• **SUPPLIED PASSAGE**
◇ ◇ ◇

What is Your Goal for Revival?

“Where there is no vision, the people perish.” Proverbs 29:18

Now that you feel led to have a revival service at your church, what should your first step be? Your first, and last, step should always be prayer for guidance. But, guidance to what? Before determining a schedule for the revival, or deciding who will preach the revival, you should seek God’s guidance for the goal of your revival. If your end goal in having a revival is simply to have a revival, you will more than likely not have a very successful revival. Your church needs to know what the goal of the revival is. Why are you having a revival? The first step in planning a successful revival should be determining the end goal of the revival. Once the end goal of the revival is determined, all other plans and preparations should be made with that goal in mind.   

There are basically two types of revivals. One goal for a church revival is to focus on the lost and unchurched of the community. The end goal here is to use the revival as an evangelistic outreach. Prior to this revival, the church will put forth a strong effort to invite and bring in as many lost and unchurched people within the community as they can. In the time of preparation, the church will gather prospect and prayer lists of those of whom they desire to see saved and make an intentional effort to draw them in. This is an evangelistic revival. Since an evangelist is called and uniquely gifted for evangelism, an evangelist should be used for this type of revival.

Unfortunately, an increasing number of church members have little to no burden for the lost and will, therefore, put forth no effort to reach or invite the lost to come hear the gospel. A church that is plagued with this problem desperately needs a revival among their ranks. They need a church focused revival that calls them into repentance and renewal. A church with no passion for the lost is a dead church that needs to be called back to life. Once they repent, revival will come, and they will become the evangelistic church God has called them to be.

The planning of this revival will take many weeks of the pastor presenting the need for revival before the actual revival. The pastor should not only present the need for revival but present the consequences of not having a true revival. This type of revival will confront many years, and probably decades, of deep seeded disobedience, that’s led to deeply rooted callousness within the church. Therefore, this type of revival will require hearts being poured out to God in intercessory prayer.

◇ ◇ ◇

• **PROVIDED DATA**
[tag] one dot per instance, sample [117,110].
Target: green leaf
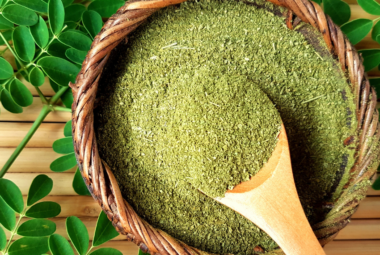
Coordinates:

◇ ◇ ◇

• **WHAT THE TASK ASKS**
Resume the article on setting a goal for a church revival, starting right after its last sentence. You won't need the listing for this.

• **RESULT OF THIS EXERCISE**
The preaching in this type of revival should be focused on repentance, renewal, and rededication. That being said, there should still be a strong presentation of the gospel. No doubt, this type of church will have an abundance of lost people that regularly attend. At the same time, Christians being confronted with the gospel reminds them of who they are and where they’ve come from, which should produce a heart of repentance and renewal. The preaching of the gospel will also stir up a heart for evangelism within the Christian who’s been revived. They may even begin inviting their lost friends and family members before the week of revival is over.

Most pastors and churches desire both types of revival as their end goal, and rightly so. They desire to see the lost saved and the saved revived. The end goal might lean a bit more to seeing the lost saved or seeing the church revived, but they desire to see both take place. But again, the church needs to be abundantly aware that this is the end goal. Again, planning a revival just for the sake of planning a revival is planning to fail. Before all else, determine your end goal, clearly and constantly present your end goal to the church weeks before the revival, and plan and prepare accordingly. In future blogs, I will discuss in more detail the planning process.

Once the end goal has been determined you will prayerfully seek who God will have you invite to preach and who will lead the music. As soon as this has been determined, the end goal of your revival should be clearly communicated to this ministry team. Then actively pray for the ministry team that God would use them to bring about this end goal.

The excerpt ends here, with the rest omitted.